Segment Start: Dataset
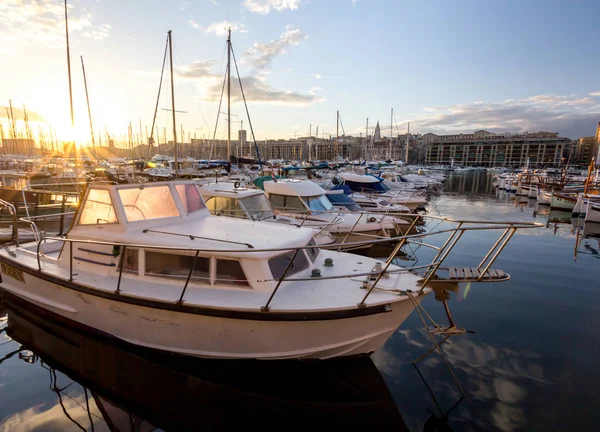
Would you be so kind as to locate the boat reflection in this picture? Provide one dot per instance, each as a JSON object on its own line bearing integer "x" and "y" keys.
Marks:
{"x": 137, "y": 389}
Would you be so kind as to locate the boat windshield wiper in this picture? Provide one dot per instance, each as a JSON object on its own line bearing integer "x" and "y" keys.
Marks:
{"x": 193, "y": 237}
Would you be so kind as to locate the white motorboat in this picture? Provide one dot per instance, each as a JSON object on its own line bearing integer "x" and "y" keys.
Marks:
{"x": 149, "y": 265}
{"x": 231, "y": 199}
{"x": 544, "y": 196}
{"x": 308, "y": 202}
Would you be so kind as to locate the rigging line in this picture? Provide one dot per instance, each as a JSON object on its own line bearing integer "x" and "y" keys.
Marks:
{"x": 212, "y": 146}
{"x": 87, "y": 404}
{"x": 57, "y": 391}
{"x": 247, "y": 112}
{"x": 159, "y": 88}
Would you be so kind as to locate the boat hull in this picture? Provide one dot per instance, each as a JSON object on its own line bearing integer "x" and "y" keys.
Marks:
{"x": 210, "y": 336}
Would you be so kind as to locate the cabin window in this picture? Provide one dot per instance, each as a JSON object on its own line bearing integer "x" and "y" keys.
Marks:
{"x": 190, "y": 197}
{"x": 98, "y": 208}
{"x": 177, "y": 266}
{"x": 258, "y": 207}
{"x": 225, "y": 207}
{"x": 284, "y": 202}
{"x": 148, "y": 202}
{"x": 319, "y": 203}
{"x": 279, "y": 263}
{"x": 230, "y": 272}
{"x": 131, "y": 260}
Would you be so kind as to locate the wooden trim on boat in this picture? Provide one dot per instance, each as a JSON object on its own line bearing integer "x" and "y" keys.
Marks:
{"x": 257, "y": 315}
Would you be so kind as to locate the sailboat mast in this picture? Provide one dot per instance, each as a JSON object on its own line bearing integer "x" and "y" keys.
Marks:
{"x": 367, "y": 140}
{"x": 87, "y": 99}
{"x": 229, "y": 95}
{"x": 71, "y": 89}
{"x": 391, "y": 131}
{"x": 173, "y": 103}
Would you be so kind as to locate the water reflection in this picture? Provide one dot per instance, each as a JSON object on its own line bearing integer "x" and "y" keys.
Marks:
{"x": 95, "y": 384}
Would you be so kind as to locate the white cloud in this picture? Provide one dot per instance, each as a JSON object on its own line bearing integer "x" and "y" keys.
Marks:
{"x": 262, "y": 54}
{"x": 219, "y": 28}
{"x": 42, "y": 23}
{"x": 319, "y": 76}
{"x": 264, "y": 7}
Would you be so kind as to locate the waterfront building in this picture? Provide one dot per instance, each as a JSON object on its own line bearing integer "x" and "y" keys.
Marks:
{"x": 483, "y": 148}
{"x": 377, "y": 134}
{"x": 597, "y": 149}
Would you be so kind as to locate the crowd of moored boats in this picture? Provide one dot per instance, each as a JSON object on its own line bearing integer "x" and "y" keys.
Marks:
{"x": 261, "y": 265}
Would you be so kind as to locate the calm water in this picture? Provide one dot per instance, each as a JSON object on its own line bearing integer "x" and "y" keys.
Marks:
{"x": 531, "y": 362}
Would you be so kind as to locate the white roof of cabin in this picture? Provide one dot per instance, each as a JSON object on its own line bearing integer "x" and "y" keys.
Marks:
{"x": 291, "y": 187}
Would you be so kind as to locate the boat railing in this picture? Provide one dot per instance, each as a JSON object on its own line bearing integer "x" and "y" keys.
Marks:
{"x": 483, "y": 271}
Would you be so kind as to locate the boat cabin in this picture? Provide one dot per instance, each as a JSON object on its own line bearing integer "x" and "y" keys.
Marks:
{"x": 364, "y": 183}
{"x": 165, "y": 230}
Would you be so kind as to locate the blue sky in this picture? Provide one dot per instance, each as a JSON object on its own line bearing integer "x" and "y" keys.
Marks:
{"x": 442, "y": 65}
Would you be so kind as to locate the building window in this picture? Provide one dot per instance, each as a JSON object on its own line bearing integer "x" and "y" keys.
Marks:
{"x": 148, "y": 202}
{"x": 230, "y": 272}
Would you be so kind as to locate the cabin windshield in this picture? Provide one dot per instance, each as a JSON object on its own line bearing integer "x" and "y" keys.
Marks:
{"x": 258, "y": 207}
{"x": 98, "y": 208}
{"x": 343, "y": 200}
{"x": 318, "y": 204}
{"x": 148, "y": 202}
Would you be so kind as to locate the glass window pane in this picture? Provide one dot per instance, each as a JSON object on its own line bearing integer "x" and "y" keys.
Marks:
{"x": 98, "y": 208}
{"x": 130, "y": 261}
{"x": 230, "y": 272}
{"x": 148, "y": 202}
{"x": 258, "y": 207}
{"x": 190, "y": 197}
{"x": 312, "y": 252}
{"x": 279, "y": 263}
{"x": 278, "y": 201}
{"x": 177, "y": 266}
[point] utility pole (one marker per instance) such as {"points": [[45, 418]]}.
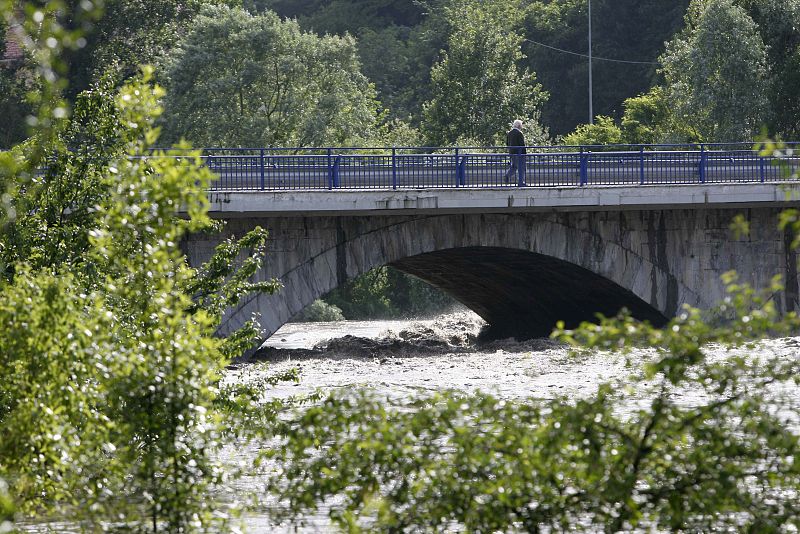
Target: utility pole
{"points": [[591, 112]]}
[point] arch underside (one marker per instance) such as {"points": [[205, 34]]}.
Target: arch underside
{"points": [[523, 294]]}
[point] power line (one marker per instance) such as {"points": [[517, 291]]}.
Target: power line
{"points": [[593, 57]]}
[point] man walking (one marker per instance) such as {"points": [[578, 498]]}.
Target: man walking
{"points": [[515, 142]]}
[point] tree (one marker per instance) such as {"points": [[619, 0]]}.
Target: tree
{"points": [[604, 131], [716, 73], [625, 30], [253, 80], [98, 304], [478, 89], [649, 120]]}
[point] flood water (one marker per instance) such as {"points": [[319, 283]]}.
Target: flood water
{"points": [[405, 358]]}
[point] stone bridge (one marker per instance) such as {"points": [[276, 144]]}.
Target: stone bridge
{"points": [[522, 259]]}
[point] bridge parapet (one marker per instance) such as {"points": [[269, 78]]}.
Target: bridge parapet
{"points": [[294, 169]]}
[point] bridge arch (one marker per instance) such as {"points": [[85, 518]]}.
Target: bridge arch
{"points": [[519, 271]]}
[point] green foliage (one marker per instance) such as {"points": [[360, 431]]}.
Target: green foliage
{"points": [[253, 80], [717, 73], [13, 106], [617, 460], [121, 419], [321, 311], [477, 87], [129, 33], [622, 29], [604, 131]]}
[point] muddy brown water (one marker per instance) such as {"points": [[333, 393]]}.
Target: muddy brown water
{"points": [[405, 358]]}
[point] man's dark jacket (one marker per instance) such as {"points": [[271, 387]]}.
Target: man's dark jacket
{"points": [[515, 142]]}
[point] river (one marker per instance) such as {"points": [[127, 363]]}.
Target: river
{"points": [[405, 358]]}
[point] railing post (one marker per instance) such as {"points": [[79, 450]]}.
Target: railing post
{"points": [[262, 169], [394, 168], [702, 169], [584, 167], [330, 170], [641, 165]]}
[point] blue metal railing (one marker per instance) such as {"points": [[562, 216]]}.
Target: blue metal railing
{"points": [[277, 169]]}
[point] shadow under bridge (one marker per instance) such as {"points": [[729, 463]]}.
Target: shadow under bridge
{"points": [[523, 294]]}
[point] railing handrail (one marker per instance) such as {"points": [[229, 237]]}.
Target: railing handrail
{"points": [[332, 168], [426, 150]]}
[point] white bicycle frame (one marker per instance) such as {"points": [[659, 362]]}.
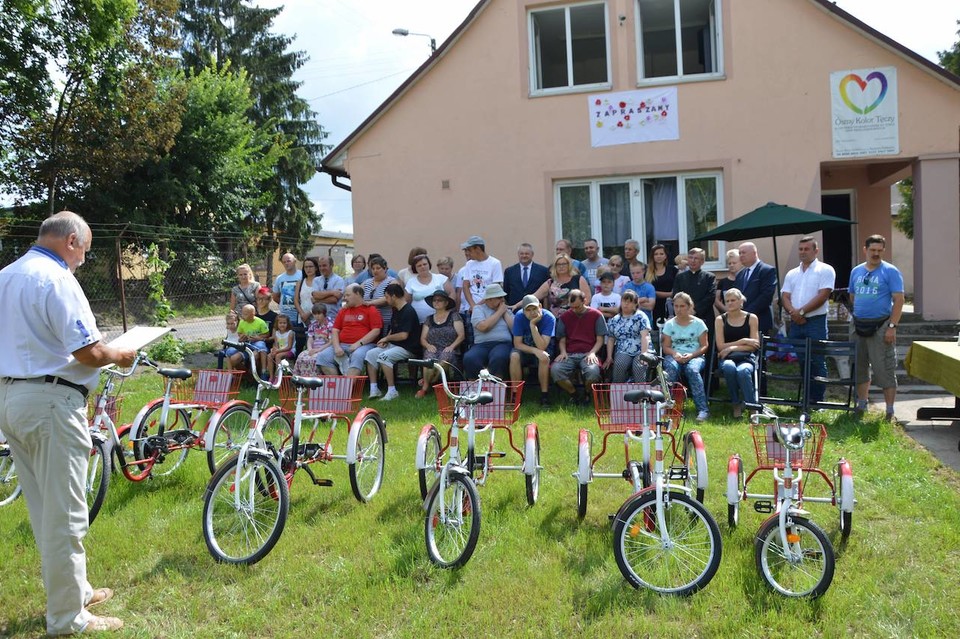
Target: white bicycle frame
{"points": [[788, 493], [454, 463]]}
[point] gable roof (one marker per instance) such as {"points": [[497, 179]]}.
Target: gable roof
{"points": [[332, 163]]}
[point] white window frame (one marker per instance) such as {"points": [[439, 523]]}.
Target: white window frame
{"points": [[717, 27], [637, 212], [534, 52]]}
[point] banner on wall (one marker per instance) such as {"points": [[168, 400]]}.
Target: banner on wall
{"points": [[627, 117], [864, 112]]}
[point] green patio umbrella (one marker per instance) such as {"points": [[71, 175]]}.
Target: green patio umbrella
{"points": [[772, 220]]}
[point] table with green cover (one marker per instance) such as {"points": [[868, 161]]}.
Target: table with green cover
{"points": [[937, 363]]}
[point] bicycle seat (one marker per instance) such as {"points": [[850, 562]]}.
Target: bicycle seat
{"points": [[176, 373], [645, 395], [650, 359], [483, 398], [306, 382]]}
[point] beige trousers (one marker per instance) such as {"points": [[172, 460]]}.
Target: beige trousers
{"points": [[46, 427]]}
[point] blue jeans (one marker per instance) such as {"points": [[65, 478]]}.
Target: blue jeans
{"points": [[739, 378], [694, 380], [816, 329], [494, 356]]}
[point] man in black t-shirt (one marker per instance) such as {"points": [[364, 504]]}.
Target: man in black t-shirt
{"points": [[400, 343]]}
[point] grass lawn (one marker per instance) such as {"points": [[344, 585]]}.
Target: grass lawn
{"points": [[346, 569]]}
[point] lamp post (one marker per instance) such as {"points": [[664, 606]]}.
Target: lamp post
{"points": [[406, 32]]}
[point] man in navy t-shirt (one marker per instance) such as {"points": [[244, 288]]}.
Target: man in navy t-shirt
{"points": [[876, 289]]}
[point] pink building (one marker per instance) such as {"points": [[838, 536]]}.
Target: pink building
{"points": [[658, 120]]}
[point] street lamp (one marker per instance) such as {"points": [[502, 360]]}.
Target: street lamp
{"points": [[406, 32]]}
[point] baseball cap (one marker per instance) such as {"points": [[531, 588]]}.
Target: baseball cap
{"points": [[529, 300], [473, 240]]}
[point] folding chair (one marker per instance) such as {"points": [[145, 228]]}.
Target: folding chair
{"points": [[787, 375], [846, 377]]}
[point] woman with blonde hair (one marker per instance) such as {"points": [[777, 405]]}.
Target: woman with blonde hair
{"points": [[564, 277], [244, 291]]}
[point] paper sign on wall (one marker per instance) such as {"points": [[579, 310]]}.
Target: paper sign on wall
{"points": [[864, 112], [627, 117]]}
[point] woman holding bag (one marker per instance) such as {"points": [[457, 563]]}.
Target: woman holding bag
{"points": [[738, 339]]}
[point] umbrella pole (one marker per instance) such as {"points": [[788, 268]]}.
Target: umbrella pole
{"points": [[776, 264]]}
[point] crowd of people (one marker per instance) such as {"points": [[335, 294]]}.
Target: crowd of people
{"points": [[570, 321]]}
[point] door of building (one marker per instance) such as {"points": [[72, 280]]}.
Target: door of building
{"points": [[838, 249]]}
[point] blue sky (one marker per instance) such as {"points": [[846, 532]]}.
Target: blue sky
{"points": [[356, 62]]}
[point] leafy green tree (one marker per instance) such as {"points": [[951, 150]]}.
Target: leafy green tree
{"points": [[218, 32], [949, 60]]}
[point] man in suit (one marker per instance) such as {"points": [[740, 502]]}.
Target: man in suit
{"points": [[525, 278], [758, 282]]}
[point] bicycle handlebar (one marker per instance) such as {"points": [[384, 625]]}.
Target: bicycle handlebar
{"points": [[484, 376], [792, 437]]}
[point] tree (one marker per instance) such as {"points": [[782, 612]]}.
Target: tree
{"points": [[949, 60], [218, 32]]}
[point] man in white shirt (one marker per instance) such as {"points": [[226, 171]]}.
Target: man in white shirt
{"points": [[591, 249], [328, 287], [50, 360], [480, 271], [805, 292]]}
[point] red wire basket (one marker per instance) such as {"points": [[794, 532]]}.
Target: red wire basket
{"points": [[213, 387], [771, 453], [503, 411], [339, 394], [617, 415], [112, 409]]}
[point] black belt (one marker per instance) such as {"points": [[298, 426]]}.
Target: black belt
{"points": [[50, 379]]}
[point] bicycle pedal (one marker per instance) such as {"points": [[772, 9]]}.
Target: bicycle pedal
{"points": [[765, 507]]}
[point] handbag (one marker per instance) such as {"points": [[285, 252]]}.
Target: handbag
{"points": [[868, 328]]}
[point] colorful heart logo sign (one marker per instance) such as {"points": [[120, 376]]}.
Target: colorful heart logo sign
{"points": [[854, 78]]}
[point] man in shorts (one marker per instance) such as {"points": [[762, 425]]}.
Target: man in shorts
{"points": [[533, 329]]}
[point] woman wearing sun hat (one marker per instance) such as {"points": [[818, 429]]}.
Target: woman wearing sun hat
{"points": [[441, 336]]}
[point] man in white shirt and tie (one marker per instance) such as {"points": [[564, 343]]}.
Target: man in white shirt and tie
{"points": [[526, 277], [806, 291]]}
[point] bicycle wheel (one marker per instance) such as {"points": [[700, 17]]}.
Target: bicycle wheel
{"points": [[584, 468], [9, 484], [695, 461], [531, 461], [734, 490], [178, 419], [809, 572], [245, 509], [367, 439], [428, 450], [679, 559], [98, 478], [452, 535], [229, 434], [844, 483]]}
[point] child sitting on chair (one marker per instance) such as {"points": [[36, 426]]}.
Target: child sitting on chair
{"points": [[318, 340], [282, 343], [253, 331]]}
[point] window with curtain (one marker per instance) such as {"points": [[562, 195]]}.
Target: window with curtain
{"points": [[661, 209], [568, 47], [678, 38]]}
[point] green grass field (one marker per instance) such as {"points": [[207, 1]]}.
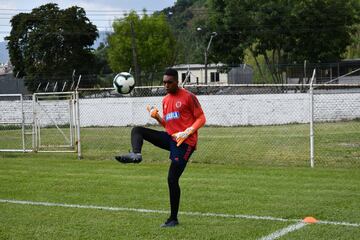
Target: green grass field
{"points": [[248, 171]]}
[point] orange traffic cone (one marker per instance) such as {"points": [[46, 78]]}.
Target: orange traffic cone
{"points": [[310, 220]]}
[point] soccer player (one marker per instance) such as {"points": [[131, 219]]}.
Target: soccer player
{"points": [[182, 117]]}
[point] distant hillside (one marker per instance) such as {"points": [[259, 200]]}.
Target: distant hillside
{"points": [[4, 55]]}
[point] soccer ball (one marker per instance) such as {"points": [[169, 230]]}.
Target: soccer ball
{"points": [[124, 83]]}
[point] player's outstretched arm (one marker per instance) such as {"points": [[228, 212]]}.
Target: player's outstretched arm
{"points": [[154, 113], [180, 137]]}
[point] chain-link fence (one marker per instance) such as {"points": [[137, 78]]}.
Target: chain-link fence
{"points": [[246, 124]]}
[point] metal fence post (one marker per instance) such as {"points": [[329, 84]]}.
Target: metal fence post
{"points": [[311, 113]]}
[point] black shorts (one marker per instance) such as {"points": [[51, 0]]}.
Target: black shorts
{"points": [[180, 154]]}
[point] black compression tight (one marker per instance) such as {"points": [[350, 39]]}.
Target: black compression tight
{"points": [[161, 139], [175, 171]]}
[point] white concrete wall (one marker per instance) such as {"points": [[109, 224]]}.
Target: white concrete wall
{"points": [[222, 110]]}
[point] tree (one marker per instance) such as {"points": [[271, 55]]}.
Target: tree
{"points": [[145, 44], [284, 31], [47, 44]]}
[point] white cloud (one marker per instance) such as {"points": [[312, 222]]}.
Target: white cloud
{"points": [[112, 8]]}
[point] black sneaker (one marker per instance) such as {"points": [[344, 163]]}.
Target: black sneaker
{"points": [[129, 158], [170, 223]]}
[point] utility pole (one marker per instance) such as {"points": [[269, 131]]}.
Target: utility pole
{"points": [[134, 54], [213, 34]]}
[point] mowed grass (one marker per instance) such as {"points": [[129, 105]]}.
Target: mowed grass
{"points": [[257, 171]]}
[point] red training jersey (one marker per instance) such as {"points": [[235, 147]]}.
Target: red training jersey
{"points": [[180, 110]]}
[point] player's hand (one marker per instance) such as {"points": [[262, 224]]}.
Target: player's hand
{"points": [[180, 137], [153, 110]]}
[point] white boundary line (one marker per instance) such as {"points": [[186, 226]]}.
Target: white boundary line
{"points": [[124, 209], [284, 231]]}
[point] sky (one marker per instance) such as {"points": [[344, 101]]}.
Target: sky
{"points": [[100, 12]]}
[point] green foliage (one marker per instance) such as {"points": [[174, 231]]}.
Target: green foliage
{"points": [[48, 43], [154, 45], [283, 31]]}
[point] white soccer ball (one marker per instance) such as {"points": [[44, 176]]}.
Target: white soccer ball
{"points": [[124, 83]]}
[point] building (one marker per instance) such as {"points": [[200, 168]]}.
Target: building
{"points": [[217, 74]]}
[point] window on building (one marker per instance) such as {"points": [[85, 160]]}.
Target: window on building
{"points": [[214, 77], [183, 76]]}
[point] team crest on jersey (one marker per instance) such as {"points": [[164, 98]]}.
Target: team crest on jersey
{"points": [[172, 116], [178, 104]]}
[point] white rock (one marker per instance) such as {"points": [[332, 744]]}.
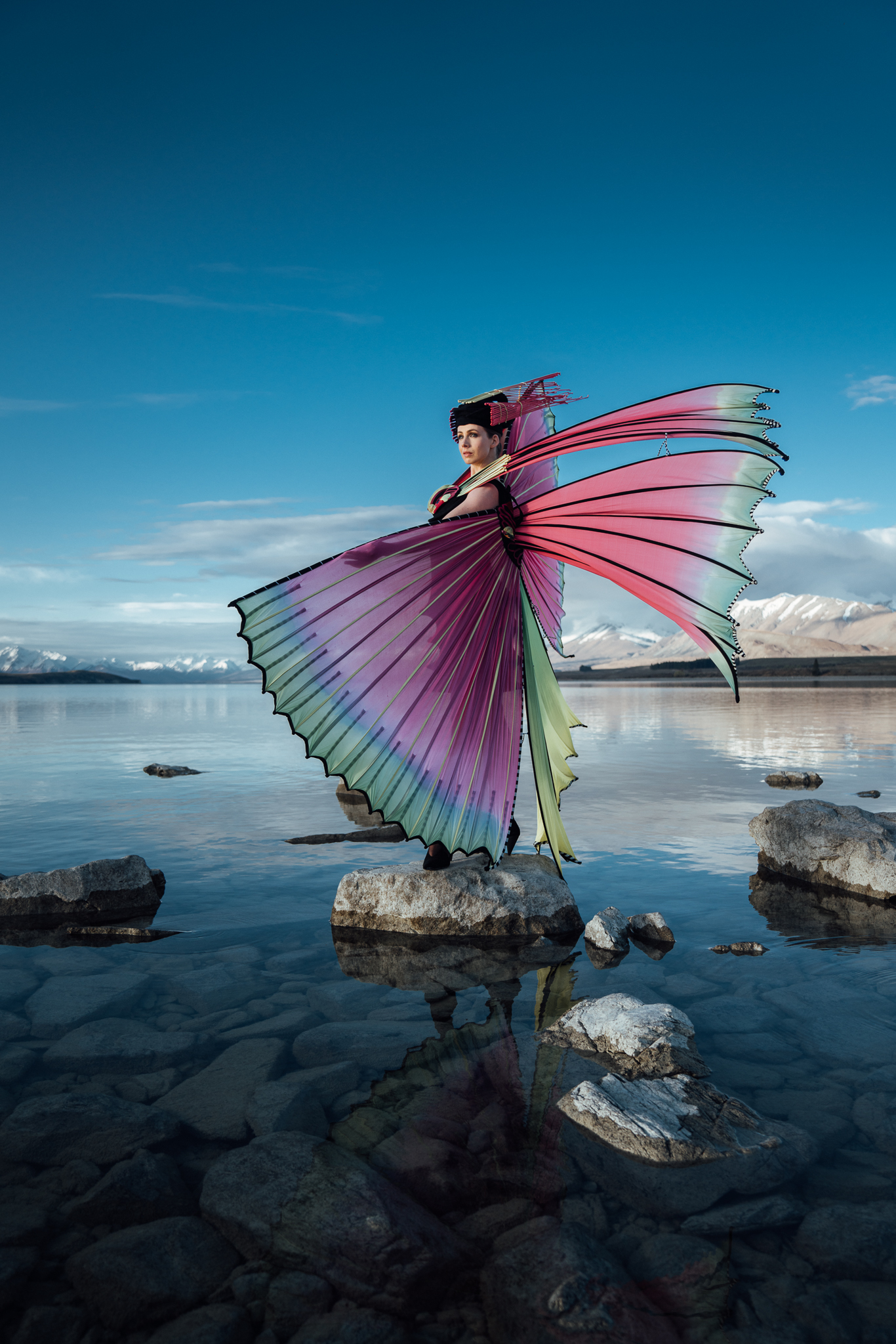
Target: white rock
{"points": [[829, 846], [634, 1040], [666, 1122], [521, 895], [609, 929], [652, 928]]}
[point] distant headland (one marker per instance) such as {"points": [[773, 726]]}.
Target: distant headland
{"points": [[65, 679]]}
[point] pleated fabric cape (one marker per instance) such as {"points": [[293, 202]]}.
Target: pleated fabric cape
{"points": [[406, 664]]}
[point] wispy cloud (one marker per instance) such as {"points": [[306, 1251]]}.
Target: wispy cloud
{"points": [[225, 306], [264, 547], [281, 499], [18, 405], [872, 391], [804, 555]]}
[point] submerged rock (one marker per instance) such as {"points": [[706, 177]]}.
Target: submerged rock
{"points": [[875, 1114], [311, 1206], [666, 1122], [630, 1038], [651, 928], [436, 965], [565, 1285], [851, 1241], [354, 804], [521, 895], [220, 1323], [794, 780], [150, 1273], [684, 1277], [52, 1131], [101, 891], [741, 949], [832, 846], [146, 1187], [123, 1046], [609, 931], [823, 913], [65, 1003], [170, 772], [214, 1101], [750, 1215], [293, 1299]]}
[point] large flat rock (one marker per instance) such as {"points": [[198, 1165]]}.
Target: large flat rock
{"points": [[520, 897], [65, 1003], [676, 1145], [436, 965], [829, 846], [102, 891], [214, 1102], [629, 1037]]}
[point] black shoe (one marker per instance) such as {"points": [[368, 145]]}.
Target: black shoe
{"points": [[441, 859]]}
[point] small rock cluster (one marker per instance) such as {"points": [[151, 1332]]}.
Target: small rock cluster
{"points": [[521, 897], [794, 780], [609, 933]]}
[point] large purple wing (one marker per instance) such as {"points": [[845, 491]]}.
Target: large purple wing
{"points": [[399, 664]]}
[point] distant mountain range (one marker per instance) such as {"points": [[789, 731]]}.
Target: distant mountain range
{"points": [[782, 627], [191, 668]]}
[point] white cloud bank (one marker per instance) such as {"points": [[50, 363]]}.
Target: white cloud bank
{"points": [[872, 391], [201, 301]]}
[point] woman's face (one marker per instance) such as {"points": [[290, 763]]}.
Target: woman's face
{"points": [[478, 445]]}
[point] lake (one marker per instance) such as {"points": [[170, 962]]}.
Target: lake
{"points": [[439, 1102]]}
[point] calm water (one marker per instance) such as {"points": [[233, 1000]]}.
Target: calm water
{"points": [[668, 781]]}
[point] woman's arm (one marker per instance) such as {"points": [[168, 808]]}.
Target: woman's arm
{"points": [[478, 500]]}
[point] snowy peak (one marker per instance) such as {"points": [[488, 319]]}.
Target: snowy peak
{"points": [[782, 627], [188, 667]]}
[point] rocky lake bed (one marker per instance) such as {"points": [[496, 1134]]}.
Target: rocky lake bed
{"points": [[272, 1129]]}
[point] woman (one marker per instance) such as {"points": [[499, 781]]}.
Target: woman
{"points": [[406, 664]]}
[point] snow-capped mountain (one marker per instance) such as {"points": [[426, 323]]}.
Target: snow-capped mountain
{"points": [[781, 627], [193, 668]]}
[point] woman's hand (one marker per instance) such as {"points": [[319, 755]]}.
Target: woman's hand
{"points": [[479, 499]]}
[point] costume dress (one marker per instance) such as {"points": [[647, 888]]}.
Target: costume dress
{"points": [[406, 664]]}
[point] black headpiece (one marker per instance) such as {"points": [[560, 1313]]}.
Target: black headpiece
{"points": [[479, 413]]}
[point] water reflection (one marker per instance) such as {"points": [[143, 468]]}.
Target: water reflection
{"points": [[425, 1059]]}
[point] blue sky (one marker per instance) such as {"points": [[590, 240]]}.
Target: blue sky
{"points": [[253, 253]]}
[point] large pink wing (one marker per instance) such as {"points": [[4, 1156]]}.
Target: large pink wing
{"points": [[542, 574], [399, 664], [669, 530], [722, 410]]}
Segment End: Dataset
**What to work on**
Return the lines exactly as they stand, from the start of the entries through the line holding "Would you be so kind as to locate the sailboat"; omit the pictures.

**Solved problem**
Would you be so kind as to locate the boat reflection in this picture? Provide one dot per instance, each as a JSON object on its own line bearing integer "x" and "y" keys.
Marks:
{"x": 137, "y": 389}
Would you be so kind as to locate the boat windshield wiper in this picture? Provide one dot per instance, each as a JSON object on its own line bearing integer "x" and "y" keys.
Marks:
{"x": 193, "y": 237}
Would you be so kind as to locate the white motorboat in this picture? Provide one dot per instance, each as a JSON object on its own line bearing integer "x" and "y" keys.
Marks:
{"x": 149, "y": 265}
{"x": 231, "y": 199}
{"x": 544, "y": 196}
{"x": 308, "y": 202}
Would you be so kind as to locate the rigging line in this picture? Provide one dot per instance, each as a JSON object on its own line bearing integer "x" and "y" keys.
Marks:
{"x": 212, "y": 146}
{"x": 87, "y": 404}
{"x": 57, "y": 391}
{"x": 247, "y": 112}
{"x": 159, "y": 88}
Would you be so kind as to locate the boat hull in this picture? Provide one dot per instance, each as a JSON object on its own line bearing integer "x" and "y" keys.
Marks:
{"x": 210, "y": 336}
Would you be so kind as to locate the cabin window in this picture? Provide one dot per instance, each as a JSON object on its own line bearing integer "x" and "y" keys.
Marks:
{"x": 190, "y": 197}
{"x": 98, "y": 208}
{"x": 177, "y": 266}
{"x": 258, "y": 207}
{"x": 225, "y": 207}
{"x": 284, "y": 202}
{"x": 148, "y": 202}
{"x": 319, "y": 203}
{"x": 279, "y": 263}
{"x": 230, "y": 272}
{"x": 131, "y": 260}
Would you be so kind as to locate the wooden trim on boat in this picture? Provide one dot per instance, each as a JSON object on its own line bearing integer "x" and "y" keys.
Marks:
{"x": 257, "y": 315}
Would you be so kind as to locate the sailboat mast in this picture? Provide one dot per instance, each as a JSON object on its own line bearing integer "x" and "y" keys.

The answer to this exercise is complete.